WHAT IS ASKED
Please transcribe the passage of the Meraki webhooks article from "This article explains what" up to and including "recover from it).", word for word.

PROVIDED TEXT

══════════════════════════════

How to Set Up Webhooks in the Meraki Dashboard

Overview

Meraki webhooks are a lightweight way to subscribe to alerts sent from the Meraki Cloud when something happens on your network. Each webhook is an API-style message in machine- and human-readable JSON, delivered to a unique URL where you can process, store, or use it to trigger automations. 

This article explains what Meraki webhooks are, what they can be used for, how to configure them in dashboard, the firewall rules required at your receiver, and how Meraki monitors receiver health (including the auto-disable policy and how to recover from it). 

Webhook workflow

Webhooks support all configurable alert types available in dashboard under Network-wide > Configure > Alerts. This includes alerts for every product type you own or operate. 

Webhooks architecture consists of the Meraki cloud and a cloud-accessible HTTPS receiver (server). Several standalone cloud webhook services (for example, hook.io and Zapier) can receive and forward webhooks.

══════════════════════════════

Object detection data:
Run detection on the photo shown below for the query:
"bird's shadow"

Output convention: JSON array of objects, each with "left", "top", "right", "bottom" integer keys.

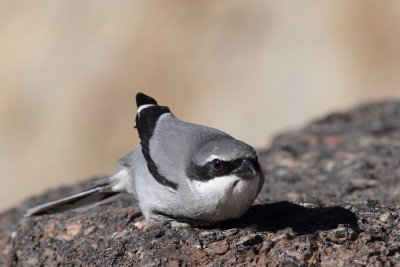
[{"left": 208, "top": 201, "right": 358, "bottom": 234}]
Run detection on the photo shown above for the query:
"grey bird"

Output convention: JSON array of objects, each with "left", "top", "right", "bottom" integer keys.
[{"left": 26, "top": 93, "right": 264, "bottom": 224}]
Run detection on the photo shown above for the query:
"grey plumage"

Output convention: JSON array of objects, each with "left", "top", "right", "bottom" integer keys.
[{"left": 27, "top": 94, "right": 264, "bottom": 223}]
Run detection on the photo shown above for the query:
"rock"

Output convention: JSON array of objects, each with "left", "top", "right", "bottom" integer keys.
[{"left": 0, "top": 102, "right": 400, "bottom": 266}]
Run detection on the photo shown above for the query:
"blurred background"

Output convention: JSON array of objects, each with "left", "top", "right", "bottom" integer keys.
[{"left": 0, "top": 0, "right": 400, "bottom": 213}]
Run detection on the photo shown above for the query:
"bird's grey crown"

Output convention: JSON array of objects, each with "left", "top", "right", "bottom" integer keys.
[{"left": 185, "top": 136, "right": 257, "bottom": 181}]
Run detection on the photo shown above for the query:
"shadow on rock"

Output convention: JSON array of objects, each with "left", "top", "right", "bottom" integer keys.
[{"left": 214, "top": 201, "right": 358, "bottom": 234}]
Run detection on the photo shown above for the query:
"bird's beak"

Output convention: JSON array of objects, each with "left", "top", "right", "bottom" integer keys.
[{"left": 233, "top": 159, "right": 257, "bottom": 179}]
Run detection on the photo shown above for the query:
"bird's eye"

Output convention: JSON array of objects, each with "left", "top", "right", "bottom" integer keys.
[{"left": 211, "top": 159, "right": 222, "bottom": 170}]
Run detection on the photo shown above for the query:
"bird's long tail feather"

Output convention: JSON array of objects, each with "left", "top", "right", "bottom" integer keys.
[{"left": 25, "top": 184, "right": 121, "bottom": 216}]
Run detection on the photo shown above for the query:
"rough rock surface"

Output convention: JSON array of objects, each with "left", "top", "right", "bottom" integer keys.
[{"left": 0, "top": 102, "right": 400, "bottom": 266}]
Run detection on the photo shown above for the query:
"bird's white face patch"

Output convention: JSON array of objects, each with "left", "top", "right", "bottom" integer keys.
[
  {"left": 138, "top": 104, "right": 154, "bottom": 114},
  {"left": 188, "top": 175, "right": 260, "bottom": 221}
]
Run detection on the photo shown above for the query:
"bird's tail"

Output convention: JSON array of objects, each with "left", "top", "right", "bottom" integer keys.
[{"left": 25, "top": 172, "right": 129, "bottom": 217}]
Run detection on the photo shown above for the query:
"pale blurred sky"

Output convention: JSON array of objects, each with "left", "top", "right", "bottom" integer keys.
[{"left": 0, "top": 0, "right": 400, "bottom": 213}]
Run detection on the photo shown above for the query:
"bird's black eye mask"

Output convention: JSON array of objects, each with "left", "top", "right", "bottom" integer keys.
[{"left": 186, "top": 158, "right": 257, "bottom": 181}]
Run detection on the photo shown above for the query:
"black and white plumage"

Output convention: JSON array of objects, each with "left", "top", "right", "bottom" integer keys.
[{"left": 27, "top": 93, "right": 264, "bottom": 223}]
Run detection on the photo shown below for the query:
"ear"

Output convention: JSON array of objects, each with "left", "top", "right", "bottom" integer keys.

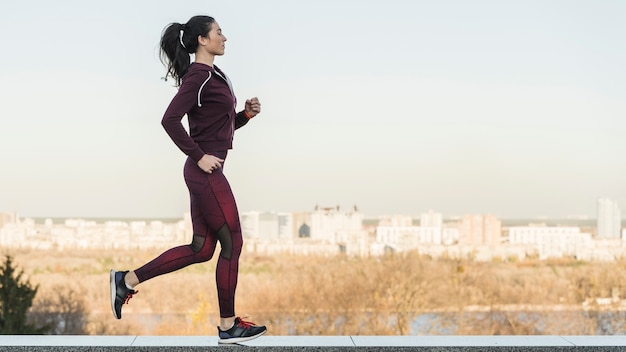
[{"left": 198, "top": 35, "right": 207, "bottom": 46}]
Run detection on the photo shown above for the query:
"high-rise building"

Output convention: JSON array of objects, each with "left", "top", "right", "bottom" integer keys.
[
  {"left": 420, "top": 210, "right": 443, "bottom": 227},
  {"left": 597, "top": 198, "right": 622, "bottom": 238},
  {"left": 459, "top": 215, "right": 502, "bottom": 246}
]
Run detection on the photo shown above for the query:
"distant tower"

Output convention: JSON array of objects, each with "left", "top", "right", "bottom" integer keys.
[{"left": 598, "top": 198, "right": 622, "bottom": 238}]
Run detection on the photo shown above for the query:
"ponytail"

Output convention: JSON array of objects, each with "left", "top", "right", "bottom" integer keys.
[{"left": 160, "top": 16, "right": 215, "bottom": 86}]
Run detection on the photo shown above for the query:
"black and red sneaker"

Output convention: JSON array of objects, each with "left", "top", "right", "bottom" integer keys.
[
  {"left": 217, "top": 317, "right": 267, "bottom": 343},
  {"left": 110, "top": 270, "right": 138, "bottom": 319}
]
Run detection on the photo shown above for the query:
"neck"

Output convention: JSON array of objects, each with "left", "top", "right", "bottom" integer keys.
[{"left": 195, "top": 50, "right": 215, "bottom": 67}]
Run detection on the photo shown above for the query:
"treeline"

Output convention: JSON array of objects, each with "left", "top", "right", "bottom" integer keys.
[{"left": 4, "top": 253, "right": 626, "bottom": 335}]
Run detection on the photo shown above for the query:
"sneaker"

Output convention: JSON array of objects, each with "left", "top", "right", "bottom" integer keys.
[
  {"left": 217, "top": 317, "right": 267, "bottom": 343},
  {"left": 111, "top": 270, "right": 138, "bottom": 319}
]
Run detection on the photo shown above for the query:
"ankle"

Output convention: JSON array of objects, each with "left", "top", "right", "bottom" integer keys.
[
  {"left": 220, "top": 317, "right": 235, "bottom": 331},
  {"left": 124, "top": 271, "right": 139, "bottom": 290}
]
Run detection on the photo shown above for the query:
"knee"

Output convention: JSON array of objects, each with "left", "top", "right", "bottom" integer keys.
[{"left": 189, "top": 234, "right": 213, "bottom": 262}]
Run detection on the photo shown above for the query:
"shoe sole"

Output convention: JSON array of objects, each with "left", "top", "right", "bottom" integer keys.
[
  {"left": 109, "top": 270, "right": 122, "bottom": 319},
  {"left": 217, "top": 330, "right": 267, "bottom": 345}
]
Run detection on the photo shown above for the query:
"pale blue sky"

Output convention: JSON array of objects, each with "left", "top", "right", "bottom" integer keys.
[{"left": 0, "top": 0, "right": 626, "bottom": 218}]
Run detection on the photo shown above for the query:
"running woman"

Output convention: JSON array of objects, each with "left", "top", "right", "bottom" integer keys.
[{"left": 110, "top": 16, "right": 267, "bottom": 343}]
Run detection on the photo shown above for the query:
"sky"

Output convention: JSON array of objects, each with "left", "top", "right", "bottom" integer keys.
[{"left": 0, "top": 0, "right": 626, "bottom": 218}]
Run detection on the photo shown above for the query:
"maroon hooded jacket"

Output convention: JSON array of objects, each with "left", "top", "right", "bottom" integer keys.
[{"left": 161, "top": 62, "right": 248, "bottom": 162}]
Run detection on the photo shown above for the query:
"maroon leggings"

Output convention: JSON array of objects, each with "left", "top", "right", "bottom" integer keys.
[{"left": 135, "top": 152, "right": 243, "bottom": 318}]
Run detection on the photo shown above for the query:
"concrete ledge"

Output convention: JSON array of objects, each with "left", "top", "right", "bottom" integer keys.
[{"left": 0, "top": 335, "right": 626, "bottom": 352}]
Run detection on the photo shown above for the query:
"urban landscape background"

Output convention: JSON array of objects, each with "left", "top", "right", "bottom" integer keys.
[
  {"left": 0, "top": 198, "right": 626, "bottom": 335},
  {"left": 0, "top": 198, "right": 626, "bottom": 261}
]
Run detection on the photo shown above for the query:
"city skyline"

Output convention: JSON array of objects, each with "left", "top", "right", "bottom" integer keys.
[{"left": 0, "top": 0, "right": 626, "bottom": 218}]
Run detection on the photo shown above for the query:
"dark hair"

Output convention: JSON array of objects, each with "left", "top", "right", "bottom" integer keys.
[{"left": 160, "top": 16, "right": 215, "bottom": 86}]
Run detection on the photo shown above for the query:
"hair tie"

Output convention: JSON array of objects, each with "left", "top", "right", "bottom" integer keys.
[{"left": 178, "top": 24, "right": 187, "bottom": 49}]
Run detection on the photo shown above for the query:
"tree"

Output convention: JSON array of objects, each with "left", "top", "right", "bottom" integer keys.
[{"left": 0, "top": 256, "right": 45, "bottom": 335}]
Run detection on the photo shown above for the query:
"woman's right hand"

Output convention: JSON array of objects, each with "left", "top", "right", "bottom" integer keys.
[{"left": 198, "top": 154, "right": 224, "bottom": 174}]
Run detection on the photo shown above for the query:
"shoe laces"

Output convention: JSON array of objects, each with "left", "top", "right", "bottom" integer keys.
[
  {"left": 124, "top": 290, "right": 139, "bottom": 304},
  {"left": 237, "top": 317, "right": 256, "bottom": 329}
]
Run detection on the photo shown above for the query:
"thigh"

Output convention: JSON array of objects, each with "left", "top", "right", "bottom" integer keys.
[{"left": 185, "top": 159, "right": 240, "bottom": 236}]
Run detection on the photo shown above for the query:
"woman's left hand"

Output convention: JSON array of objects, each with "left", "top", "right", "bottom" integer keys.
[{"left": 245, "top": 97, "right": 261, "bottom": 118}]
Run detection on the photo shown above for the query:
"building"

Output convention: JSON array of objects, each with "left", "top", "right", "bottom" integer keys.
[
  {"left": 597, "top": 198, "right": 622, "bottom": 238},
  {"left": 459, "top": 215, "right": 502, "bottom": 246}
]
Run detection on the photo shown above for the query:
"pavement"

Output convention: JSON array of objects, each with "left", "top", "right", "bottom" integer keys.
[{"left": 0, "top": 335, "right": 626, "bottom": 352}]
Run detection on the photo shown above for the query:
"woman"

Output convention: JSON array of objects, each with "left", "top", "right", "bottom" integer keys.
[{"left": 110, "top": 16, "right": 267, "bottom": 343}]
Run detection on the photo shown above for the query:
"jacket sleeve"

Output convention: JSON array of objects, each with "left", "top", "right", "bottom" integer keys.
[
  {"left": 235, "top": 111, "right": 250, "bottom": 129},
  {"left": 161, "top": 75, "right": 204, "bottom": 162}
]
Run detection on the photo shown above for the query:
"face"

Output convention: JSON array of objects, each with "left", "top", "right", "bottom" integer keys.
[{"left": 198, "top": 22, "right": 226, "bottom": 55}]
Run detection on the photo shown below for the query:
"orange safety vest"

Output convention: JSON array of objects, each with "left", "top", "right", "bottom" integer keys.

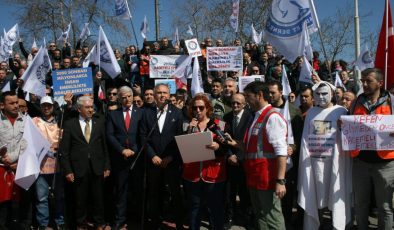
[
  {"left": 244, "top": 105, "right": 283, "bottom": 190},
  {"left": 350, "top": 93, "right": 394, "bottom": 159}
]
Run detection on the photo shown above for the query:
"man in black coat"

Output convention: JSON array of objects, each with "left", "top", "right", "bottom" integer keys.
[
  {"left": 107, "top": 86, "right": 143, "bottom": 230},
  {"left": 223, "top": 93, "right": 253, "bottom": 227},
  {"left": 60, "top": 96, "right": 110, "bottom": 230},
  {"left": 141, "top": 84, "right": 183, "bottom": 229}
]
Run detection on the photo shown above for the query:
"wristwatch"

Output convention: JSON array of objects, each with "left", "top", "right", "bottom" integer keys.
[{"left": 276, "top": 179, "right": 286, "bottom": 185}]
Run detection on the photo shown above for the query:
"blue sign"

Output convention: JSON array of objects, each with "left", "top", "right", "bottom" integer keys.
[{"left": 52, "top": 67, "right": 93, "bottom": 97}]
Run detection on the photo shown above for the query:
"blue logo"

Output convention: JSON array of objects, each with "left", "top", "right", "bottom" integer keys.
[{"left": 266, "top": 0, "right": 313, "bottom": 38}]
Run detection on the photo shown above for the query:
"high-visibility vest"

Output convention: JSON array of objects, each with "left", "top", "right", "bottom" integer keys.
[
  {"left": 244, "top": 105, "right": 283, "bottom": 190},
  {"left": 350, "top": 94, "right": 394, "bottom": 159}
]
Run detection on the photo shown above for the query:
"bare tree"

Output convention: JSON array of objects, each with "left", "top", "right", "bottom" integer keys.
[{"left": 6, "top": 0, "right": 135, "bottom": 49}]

══════════════════════════════

WRITTEN REPLY
This article explains what Meraki webhooks are, what they can be used for, how to configure them in dashboard, the firewall rules required at your receiver, and how Meraki monitors receiver health (including the auto-disable policy and how to recover from it).